---- EXCERPTED DATA

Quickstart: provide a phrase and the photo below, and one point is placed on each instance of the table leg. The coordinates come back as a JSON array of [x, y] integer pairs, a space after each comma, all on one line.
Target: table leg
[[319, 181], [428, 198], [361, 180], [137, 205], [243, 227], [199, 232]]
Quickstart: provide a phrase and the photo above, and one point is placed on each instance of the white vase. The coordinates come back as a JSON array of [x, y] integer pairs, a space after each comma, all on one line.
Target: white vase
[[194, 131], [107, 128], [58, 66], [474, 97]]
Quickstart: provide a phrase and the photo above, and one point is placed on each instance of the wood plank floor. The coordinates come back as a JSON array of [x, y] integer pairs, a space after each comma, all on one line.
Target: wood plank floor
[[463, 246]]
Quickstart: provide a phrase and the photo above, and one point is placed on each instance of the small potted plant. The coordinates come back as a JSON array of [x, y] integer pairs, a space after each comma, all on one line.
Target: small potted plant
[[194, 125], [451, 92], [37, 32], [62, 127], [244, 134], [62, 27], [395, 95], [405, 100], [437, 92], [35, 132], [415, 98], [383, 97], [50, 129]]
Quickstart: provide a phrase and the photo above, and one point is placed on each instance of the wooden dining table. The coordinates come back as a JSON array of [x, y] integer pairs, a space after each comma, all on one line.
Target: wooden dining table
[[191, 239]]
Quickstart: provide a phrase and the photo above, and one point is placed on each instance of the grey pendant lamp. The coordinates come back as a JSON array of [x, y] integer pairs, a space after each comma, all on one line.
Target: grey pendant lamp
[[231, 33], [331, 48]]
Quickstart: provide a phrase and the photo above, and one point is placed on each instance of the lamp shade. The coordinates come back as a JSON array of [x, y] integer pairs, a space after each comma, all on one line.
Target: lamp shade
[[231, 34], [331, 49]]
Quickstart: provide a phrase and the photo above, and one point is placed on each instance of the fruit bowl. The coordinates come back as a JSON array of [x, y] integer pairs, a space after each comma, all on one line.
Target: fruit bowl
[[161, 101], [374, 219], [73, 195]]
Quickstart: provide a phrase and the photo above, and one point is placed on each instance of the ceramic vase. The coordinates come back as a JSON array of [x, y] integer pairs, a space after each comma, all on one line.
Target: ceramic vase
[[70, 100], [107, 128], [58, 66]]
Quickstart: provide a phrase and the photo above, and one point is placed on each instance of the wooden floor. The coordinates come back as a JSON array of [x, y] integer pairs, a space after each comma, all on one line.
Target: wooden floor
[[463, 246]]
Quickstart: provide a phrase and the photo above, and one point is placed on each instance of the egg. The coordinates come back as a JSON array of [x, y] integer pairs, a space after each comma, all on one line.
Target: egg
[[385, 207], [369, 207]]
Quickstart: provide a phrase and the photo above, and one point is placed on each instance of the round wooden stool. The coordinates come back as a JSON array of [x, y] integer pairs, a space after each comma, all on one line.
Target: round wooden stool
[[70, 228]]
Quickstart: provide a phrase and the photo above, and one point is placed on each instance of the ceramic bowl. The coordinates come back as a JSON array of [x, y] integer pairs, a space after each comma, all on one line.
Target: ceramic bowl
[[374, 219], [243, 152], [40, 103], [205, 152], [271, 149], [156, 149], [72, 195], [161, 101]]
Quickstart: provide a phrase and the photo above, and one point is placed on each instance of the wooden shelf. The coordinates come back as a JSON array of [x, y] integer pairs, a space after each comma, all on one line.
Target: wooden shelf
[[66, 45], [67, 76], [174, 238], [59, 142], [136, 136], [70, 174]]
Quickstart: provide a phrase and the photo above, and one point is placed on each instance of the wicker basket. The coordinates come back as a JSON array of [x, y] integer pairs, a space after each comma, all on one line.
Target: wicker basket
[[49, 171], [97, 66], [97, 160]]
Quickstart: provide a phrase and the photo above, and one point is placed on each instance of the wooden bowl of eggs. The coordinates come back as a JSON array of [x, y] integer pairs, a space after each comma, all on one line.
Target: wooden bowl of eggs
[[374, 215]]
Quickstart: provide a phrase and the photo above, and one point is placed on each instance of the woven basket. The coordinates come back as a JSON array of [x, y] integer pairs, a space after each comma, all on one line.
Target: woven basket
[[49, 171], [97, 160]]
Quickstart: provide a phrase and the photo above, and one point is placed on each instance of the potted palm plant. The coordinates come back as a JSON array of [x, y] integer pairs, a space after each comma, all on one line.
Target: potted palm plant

--------

> WORK INSTRUCTIONS: Your task is to transcribe the material exactly.

> WRITTEN ANSWER:
Quickstart: provide a phrase and the photo below, and one point is placed on each instance of the table leg. The coordinates come back as a JSON array of [x, y] integer pairs, a space after each comma, all on one line.
Target: table leg
[[319, 181], [428, 198], [361, 180], [137, 205], [243, 227], [199, 232]]
Quickstart: provide a phrase and the photo above, and one point is placed on each instance of the white vase. The coordinates come back as a JSON array of [x, y] integer pairs, a space after each comma, all on one line.
Target: white vase
[[194, 131], [107, 128], [58, 66], [474, 97]]
Quickstart: provide a phrase and the photo above, and one point is placed on each instance of the wood plank floor. The coordinates come back as a JSON array of [x, y] integer pairs, a space after each comma, all on one line.
Target: wood plank floor
[[463, 246]]
Quickstart: provide a phrase and the photo above, and one point is placed on each instance of the small potted plant. The coordinates come back as a JSON array of [x, y] integer pairs, a space after each comma, all on one line.
Target: small potted plant
[[194, 125], [451, 92], [37, 32], [62, 127], [244, 134], [62, 27], [395, 95], [405, 100], [437, 92], [35, 132], [415, 98], [383, 97], [50, 129]]
Quickstart: provide a phrase and the photo above, and one point is placed on each instance of the wooden dining table. The coordinates come back as a JSON array of [x, y] integer pairs, a space after each comma, all on one line.
Target: wooden dining table
[[191, 239]]
Quickstart: provide a phrase and the photo above, and one point is placed on each instance of the grey pendant lamp. The coordinates come back as a JSON array of [x, y] integer pairs, a space after each comma, all on one line.
Target: grey pendant lamp
[[231, 33], [331, 48]]
Quickstart: provide a phrase and the photo above, and one point is placed on each instance of the lamp shade. The coordinates come back as a JSON array of [x, y] integer pairs, a space after each comma, all on one line.
Target: lamp shade
[[231, 34], [331, 49]]
Quickstart: provide a phrase and the photo above, and one point is placed on each instance of the fruit bowl. The coordinates come back as a JSON array of [x, y] integer pairs, a space after each comma, all on one line.
Target: fruit bowl
[[161, 101], [374, 219], [73, 195]]
Quickstart: provide a phrase and the photo above, and one point is placed on each instance of the ceramic vase. The coordinates come back as a JSON array of [x, y] integer pairs, a space after each comma, all on one line.
Target: ceramic vase
[[70, 100], [107, 128], [58, 66]]
Quickstart: provide a phrase and the photo above, and one point is placed on each instance of the wooden floor. The coordinates come back as a JSON array of [x, y] integer pairs, a space after each comma, all on one line.
Target: wooden floor
[[463, 246]]
Quickstart: provide a phrase and the photo above, and one point is placed on each instance of the egg. The coordinates come back as a JSON array of [x, y] integer pairs, a space after each comma, all on one line.
Target: egg
[[385, 207], [369, 207]]
Quickstart: provide a phrase and the photo above, and one point is placed on each instance of the round wooden stool. The coordinates come back as a JSON array of [x, y] integer pairs, a space after each comma, all on one line.
Target: round wooden stool
[[70, 228]]
Quickstart: provide a phrase and the photo above, and one point is placed on each instance of the ceramic bowl. The coordinates come back as a JSON array of [x, y] integer pairs, a space after each comma, all on one line.
Target: ceramic bowl
[[374, 219], [243, 152], [40, 103], [205, 152], [271, 149], [156, 149], [72, 195], [161, 101]]
Quickstart: provide a phrase and the photo above, and one point is placed on each instance of the wooden shelf. The coordinates come back as a JSON array of [x, y] integer pairs, a space after each comma, all on one line.
Target: wooden shelf
[[66, 45], [67, 76], [174, 238], [59, 142], [136, 136], [70, 174]]
Quickstart: provide a phrase and the photo above, and one point is placed on each instance of the wicker basket. The coordinates come back as a JSON array of [x, y] integer pairs, a space after each comma, all on one line.
Target: wicker basket
[[49, 171], [97, 66], [97, 160]]
Quickstart: provide a phrase and the photo above, and one point is placed on each instance of the wooden bowl of eggs. The coordinates come back as a JSON array of [x, y] integer pairs, a space after each comma, all on one line.
Target: wooden bowl of eggs
[[374, 215]]
Quickstart: provide a phrase and the photo above, and one point is placed on each instance of the woven basket. The coordinates come back as a JSON array of [x, y] integer pairs, a space after each comma, all on one line.
Target: woven basket
[[49, 171], [97, 160]]
Quickstart: provide a phrase and the photo above, and one point is placed on each instance of the potted palm plant. The coordinates come back as a JSON array of [x, y] integer pairs, a space after each comma, all on one line.
Target: potted palm plant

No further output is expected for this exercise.